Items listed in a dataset
○ ○ ○
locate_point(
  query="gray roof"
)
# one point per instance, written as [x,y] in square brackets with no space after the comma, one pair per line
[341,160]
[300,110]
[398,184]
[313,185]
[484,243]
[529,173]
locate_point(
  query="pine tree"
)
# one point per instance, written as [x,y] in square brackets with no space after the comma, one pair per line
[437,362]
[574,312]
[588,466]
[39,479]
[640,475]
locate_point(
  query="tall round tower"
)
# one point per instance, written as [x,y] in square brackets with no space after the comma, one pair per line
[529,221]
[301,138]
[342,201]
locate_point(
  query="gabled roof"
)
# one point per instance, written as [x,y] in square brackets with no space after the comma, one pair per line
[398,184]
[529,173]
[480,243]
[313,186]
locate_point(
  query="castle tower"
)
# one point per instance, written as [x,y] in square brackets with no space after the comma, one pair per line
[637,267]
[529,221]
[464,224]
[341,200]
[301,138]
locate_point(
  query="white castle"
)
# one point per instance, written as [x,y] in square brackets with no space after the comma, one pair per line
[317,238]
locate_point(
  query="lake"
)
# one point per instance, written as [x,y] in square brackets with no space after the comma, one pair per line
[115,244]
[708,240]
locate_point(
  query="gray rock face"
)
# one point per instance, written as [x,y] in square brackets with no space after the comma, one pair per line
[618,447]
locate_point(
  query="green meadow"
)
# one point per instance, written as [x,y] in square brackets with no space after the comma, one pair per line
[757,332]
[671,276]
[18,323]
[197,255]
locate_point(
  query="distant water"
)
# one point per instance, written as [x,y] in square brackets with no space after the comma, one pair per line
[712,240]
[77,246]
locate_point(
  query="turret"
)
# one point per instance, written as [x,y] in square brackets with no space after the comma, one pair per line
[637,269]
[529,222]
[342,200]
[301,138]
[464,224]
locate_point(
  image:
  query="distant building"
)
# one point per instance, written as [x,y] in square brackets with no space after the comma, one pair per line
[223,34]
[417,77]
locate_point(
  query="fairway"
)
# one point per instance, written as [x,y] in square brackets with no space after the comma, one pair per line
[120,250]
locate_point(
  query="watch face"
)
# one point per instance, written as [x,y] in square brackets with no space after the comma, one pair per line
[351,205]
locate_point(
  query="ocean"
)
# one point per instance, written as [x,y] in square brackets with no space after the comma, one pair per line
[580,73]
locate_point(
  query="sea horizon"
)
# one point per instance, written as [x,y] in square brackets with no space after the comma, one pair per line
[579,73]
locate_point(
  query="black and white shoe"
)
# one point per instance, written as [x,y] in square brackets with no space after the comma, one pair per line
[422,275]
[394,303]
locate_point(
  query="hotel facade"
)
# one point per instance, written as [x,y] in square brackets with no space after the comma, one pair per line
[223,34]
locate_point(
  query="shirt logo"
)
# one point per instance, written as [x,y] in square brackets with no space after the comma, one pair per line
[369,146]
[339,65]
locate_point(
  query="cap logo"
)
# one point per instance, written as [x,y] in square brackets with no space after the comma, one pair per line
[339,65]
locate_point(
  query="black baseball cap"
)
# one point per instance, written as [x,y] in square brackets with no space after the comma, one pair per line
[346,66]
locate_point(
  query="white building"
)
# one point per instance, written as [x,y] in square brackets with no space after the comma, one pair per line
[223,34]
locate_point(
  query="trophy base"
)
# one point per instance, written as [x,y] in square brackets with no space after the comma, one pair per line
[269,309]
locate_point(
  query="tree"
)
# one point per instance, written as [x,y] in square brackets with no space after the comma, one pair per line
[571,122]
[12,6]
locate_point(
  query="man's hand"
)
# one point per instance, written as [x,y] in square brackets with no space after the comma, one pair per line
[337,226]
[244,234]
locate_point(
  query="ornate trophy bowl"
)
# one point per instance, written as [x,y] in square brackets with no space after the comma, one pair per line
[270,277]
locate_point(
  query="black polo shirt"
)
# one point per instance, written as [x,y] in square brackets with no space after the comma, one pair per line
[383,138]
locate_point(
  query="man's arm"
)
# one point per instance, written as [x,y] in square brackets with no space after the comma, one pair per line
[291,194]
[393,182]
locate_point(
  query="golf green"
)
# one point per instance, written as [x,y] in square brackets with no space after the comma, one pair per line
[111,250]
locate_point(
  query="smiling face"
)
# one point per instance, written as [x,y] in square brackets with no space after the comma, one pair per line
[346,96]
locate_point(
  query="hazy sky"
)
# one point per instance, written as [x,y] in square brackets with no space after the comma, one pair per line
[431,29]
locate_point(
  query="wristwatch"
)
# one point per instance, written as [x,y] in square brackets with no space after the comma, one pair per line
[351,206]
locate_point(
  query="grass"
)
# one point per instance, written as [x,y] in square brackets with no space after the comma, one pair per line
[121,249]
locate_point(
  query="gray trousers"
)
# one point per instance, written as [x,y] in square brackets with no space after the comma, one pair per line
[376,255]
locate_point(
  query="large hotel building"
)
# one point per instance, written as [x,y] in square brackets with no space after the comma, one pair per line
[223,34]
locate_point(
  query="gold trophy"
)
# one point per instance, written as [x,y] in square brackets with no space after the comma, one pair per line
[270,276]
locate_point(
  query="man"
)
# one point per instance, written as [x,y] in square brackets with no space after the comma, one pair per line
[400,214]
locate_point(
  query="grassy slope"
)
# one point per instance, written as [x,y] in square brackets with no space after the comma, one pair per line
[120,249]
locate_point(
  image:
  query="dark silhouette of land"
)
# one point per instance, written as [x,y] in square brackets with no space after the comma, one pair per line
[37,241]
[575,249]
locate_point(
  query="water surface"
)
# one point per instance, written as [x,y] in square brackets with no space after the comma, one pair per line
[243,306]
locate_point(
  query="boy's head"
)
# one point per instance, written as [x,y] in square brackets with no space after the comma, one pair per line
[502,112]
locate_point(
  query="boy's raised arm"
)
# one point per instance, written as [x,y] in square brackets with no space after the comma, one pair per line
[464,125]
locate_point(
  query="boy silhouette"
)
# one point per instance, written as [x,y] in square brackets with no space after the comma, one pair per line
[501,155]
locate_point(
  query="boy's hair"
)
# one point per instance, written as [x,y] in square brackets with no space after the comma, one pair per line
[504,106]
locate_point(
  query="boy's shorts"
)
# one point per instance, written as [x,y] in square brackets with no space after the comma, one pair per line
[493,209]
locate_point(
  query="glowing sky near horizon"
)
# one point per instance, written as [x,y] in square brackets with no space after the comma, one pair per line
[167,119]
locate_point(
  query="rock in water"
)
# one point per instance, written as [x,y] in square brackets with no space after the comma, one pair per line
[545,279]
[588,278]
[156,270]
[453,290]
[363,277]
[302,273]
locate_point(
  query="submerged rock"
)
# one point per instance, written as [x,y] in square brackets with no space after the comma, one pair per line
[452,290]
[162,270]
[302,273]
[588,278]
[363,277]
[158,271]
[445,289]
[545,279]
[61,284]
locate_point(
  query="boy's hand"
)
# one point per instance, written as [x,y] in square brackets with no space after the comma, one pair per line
○ ○ ○
Given task: Make an exact copy of every entry.

Task answer:
locate_point(
  query="gray roof"
)
# one point per instance, written as [x,y] in square brackets with no space after the comma, one pair per line
[341,160]
[300,110]
[398,184]
[313,185]
[484,243]
[529,173]
locate_point(
  query="pine tree"
)
# one point per instance, written as [x,y] in square brackets with no space after the comma, one pair per line
[437,362]
[574,312]
[588,466]
[39,479]
[640,475]
locate_point(
  query="tall round tower"
)
# one point per instance, written as [x,y] in square brackets with no space after the comma, one pair per line
[529,221]
[301,138]
[342,201]
locate_point(
  query="gabled roof"
)
# one point per instance, written as [x,y] in square brackets with no space after the comma, one pair per line
[398,184]
[529,173]
[480,243]
[313,186]
locate_point(
  query="castle tower"
)
# one point per instance, written as [x,y] in square brackets with no space after the comma, one pair per line
[637,267]
[529,221]
[464,224]
[341,200]
[301,138]
locate_point(
  query="white castle"
)
# one point per instance, written as [x,y] in square brackets with no space after the comma, one pair per line
[317,238]
locate_point(
  query="lake"
)
# one point per instance, written as [x,y] in square brackets with no space after the comma, one pair per line
[115,244]
[708,240]
locate_point(
  query="gray rock face"
)
# one point per instance, written as [x,y] in square brackets with no space after the comma, one pair per line
[618,447]
locate_point(
  query="green meadow"
)
# one point per instance, written as [x,y] in square brackets with no space after the comma, one pair per line
[757,332]
[671,276]
[18,323]
[197,255]
locate_point(
  query="distant water"
)
# one point per instance, written as [x,y] in square brackets with no space after the comma, one pair per line
[712,240]
[77,246]
locate_point(
  query="turret"
)
# one point per instance, written as [x,y] in square brackets with no space after the comma, one pair per line
[637,269]
[529,222]
[342,200]
[301,138]
[464,224]
locate_point(
  image:
  query="distant building"
)
# one point per instance, written as [x,y] in square brackets with no space after the comma, one pair per line
[223,34]
[417,77]
locate_point(
  query="fairway"
)
# one point per instance, written as [x,y] in square brackets with no space after the comma, one pair per line
[120,250]
locate_point(
  query="watch face"
)
# one point per instance, written as [x,y] in square brackets with no space after the comma, one pair per line
[351,205]
locate_point(
  query="ocean"
)
# one point per instance, written as [x,y] in square brackets with no space after the comma, one pair per line
[580,73]
locate_point(
  query="sea horizon"
)
# one point per instance, written as [x,y] in square brackets with no space after the comma, one pair per line
[579,73]
locate_point(
  query="black and white shoe"
)
# one point per instance, written as [x,y] in square brackets with no space after the comma, one pair per line
[422,275]
[394,303]
locate_point(
  query="hotel facade"
)
# one point per instance, written as [x,y] in square brackets with no space after the comma, one pair per line
[223,34]
locate_point(
  query="shirt logo"
)
# one point per instance, written as [x,y] in square brackets with no space after the comma, one pair per line
[369,146]
[339,65]
locate_point(
  query="cap logo"
)
# one point per instance, written as [x,y] in square brackets with no space after the comma, one pair per line
[339,65]
locate_point(
  query="black baseball cap"
)
# one point per instance, written as [x,y] in square brackets with no space after the comma, one pair per line
[346,66]
locate_point(
  query="white building"
)
# one point per instance, written as [x,y] in square brackets with no space after the comma, one pair per line
[223,34]
locate_point(
  query="trophy base"
)
# one point per instance, written as [x,y] in square brackets with no space after the comma, one pair per line
[269,309]
locate_point(
  query="tree"
)
# one point per instance, written as [x,y] in square brackets with no space after the comma, one pair per line
[571,122]
[12,6]
locate_point(
  query="man's hand"
)
# one point per instance, written as [x,y] in square brackets with no space after the comma, one pair per line
[337,226]
[244,234]
locate_point(
  query="ornate trophy bowl"
)
# one point per instance, written as [x,y] in square brackets with no space after the comma, one pair per line
[270,277]
locate_point(
  query="black polo shirt"
)
# one point per instance, written as [x,y] in square brackets with no space after the comma, one pair per line
[383,138]
locate_point(
  query="man's arm"
)
# one point per instance, written as [x,y] in square brackets with no space after the comma, one pair per line
[291,194]
[393,182]
locate_point(
  query="golf green"
)
# one point per instance, written as [x,y] in square brackets with no space after the comma, one pair per line
[111,250]
locate_point(
  query="smiling face"
)
# one point per instance, written as [x,y] in square brackets with no space after the comma, one pair per line
[346,96]
locate_point(
  query="hazy sky"
)
# one point per instance, written as [x,y] in square brackets with no space after the comma, one pair per line
[431,29]
locate_point(
  query="wristwatch"
)
# one point per instance, written as [x,y] in square brackets with no space after the comma, one pair per line
[351,206]
locate_point(
  query="grass"
)
# one point per instance, written as [x,y] in square brackets with no space after the comma, one pair per line
[121,249]
locate_point(
  query="gray trousers"
)
# one point per instance, written as [x,y] in square brackets with no space after the comma, one pair per line
[376,255]
locate_point(
  query="large hotel building"
)
# one point per instance, written as [x,y] in square brackets with no space after the comma, one pair per line
[223,34]
locate_point(
  query="gold trophy"
)
# one point per instance, written as [x,y] in square brackets with no space after the comma, one pair per line
[270,276]
locate_point(
  query="man"
)
# one point per instance, written as [x,y] in square brackets with no space after the comma, one pair per line
[400,214]
locate_point(
  query="grassy slope"
)
# one point per instance, written as [x,y] in square brackets with no space after the comma, one pair per line
[120,249]
locate_point(
  image:
  query="dark silhouette of land"
)
# one point per instance, written as [x,y] in square brackets with no space after the comma, one pair per line
[37,241]
[575,249]
locate_point(
  query="water surface"
)
# one point per instance, written as [x,y] in square brackets with no space after the comma, one pair per line
[243,306]
locate_point(
  query="boy's head"
)
# one point per instance, written as [x,y] in square brackets with no space after the comma, one pair per line
[502,112]
locate_point(
  query="boy's raised arm"
)
# one point per instance, written as [x,y] in square brackets with no space after the comma, one pair per line
[464,125]
locate_point(
  query="boy silhouette"
)
# one point per instance, written as [x,y] in square brackets with no space after the comma, one pair per line
[501,155]
locate_point(
  query="boy's hair"
)
# one point per instance, written as [x,y] in square brackets with no space after the comma, one pair per line
[504,106]
locate_point(
  query="boy's shorts"
)
# one point per instance, written as [x,y] in square brackets with no space after the comma, one pair per line
[493,209]
locate_point(
  query="glowing sky near horizon"
)
# one point per instance, written as [x,y] in square brackets with no space after the comma, one pair per line
[167,119]
locate_point(
  query="rock in water"
)
# one point per instance, written as [x,y] in square brackets with no space after the comma, one pair per line
[545,279]
[588,278]
[156,270]
[453,290]
[363,277]
[302,273]
locate_point(
  query="submerged rock"
)
# one point per instance, written as [x,y] in square brackets with no space after the comma, one pair per line
[452,290]
[162,270]
[302,273]
[588,278]
[363,277]
[158,271]
[445,289]
[545,279]
[61,284]
locate_point(
  query="boy's hand"
)
# one point per instance, written as [x,y] in square brackets with no space after the comma, one pair per line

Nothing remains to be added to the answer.